(Dataset records about where objects are located)

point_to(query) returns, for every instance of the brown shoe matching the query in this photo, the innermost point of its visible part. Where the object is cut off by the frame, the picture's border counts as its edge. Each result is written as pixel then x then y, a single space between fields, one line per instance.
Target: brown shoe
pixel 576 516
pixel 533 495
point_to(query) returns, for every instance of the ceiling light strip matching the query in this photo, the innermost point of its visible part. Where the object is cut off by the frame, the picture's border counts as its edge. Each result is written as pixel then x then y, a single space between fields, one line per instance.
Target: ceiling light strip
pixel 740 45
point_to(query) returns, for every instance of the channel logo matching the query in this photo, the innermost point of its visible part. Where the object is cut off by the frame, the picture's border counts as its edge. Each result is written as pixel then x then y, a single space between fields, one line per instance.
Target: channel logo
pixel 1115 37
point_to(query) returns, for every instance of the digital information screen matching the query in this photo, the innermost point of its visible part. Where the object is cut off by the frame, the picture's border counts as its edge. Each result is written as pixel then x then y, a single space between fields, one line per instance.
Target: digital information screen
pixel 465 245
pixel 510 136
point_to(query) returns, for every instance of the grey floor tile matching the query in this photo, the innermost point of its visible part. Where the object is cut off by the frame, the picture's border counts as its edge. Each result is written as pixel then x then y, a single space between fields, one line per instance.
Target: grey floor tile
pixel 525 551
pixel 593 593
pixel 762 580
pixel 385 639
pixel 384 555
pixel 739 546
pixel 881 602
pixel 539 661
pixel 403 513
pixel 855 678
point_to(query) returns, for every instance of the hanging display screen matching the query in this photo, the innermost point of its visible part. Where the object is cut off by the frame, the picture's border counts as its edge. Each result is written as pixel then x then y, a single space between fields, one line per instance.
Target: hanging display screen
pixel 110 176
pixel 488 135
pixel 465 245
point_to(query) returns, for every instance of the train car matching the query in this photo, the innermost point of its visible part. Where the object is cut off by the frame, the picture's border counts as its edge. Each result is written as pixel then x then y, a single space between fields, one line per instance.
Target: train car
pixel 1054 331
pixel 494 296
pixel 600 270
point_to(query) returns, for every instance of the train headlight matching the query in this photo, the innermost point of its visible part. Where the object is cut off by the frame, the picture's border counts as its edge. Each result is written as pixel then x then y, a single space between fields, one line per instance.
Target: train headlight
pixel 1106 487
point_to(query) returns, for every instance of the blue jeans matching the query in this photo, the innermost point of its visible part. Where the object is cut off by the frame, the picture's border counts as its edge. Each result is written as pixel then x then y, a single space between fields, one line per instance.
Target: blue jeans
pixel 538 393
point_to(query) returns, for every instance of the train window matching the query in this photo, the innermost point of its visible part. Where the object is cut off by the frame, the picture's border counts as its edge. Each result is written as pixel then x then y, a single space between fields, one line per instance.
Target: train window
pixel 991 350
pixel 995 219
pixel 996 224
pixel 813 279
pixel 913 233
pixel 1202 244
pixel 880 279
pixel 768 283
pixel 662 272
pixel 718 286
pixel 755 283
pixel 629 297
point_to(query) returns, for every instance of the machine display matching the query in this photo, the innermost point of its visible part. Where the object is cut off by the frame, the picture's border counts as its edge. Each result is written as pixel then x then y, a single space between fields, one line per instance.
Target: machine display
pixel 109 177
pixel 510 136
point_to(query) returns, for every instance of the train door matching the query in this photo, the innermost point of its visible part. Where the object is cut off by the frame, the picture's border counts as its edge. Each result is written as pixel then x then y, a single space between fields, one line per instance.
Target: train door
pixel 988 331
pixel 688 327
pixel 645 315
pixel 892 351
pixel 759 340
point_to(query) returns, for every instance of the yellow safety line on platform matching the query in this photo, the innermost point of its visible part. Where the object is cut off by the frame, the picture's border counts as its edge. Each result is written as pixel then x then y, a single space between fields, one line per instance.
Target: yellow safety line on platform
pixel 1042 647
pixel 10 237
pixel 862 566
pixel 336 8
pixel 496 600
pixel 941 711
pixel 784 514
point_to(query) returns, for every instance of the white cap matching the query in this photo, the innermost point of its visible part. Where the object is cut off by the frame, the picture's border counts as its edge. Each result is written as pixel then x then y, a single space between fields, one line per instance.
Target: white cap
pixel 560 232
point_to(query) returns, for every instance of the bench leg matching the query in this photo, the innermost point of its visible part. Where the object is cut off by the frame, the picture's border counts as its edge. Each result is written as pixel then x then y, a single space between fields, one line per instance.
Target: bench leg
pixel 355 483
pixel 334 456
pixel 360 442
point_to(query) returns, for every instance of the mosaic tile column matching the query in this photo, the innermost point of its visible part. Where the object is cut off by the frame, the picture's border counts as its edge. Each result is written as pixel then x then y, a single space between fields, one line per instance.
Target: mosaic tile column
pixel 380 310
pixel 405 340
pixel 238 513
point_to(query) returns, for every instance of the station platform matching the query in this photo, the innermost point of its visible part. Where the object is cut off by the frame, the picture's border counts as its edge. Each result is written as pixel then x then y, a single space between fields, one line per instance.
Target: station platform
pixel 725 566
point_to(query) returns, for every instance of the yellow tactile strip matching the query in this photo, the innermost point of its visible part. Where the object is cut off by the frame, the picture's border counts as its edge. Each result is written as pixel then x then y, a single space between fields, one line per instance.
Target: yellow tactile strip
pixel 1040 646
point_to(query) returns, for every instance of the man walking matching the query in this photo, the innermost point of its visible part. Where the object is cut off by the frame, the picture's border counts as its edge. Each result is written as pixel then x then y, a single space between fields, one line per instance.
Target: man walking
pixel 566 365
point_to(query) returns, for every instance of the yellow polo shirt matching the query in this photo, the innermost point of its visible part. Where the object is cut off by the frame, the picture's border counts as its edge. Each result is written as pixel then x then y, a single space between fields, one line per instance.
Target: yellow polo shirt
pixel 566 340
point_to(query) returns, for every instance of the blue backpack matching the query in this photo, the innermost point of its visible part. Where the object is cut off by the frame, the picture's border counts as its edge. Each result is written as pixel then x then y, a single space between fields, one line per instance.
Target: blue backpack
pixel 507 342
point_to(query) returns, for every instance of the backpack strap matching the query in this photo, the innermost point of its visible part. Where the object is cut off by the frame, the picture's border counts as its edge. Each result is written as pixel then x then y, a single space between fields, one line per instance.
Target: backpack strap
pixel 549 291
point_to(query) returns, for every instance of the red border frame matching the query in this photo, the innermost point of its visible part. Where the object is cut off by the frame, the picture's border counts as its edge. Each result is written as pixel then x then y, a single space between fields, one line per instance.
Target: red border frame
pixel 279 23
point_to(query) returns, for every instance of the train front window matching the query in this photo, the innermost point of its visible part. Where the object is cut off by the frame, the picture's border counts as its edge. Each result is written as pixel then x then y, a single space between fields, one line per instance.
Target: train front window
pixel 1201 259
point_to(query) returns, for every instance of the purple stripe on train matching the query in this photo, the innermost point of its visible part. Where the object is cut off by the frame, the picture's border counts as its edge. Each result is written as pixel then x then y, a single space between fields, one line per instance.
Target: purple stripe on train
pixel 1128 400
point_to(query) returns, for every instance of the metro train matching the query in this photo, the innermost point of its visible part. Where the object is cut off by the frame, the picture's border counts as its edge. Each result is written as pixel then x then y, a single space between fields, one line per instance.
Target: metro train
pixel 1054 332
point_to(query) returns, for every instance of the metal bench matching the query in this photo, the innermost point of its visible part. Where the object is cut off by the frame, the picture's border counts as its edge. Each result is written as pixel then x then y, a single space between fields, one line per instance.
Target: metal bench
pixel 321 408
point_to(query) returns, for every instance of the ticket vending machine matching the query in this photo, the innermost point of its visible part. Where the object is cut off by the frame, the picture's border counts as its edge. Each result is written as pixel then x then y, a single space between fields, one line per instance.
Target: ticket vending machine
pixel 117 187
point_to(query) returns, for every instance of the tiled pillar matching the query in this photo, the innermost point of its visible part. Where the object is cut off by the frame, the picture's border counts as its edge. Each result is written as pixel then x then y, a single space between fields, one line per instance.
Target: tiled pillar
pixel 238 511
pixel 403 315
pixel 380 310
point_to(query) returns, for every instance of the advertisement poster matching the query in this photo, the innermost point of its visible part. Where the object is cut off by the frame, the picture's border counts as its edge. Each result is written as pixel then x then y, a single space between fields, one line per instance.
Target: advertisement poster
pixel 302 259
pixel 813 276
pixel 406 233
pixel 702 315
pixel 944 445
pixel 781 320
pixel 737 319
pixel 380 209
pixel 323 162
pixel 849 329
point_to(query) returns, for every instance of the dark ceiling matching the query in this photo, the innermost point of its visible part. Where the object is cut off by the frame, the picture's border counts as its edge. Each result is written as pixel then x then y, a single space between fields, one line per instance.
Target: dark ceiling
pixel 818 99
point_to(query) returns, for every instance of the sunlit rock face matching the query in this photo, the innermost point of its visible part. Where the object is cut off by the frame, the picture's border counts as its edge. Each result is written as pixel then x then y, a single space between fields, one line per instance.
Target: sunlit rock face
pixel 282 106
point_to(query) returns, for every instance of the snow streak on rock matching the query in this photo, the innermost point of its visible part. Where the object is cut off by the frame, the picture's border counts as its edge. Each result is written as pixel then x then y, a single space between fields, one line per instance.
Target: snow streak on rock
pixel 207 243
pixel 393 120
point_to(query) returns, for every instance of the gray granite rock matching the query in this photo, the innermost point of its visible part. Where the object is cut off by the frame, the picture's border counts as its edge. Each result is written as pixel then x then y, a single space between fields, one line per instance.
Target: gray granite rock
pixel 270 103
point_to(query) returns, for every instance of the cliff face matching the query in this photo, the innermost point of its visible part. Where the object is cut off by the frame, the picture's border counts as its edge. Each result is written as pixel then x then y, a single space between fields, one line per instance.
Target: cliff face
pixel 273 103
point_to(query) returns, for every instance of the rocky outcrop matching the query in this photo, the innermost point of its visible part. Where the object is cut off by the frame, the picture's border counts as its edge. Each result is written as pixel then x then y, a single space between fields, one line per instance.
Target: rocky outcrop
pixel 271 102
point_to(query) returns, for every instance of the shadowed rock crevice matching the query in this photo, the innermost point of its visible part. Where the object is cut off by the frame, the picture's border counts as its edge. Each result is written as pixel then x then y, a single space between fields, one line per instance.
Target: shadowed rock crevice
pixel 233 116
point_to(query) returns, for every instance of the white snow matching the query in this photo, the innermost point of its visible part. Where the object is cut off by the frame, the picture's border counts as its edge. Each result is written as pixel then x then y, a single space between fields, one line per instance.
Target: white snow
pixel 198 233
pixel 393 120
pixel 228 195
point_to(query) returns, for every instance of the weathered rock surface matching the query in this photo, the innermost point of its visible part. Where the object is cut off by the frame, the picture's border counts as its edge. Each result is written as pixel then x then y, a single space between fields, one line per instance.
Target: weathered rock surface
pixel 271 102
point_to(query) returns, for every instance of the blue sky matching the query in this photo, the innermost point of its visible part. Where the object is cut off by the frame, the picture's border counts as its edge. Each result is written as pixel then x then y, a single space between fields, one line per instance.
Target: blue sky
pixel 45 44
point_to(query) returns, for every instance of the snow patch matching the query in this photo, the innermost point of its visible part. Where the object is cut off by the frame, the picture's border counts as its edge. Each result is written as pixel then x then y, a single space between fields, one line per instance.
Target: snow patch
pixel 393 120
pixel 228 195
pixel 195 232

What needs to be done ->
Copy out the lines above unchanged, starting with the line containing "point_to(query) returns, for every instance of the advertisement" and ending with the line containing "pixel 818 99", both included.

Written answer ->
point_to(query) returns, for every instance of the advertisement poster matching the query in this photo, the innermost point of its visible part. Where the object is cut off by the frame, the picture's border counts as its edge. Each result is written as pixel then x then y, a single space between fields, one line per instance.
Target: advertisement poster
pixel 302 259
pixel 813 276
pixel 406 233
pixel 702 315
pixel 944 445
pixel 781 320
pixel 737 319
pixel 380 209
pixel 323 162
pixel 849 329
point_to(query) returns, for every instance of the dark ceiling matching the query in this photo, the innermost point of its visible part. Where the object is cut off by the frame, the picture's border counts as its edge. Each result is written as pixel then x then y, a single space between fields, one line per instance.
Target: dark ceiling
pixel 818 99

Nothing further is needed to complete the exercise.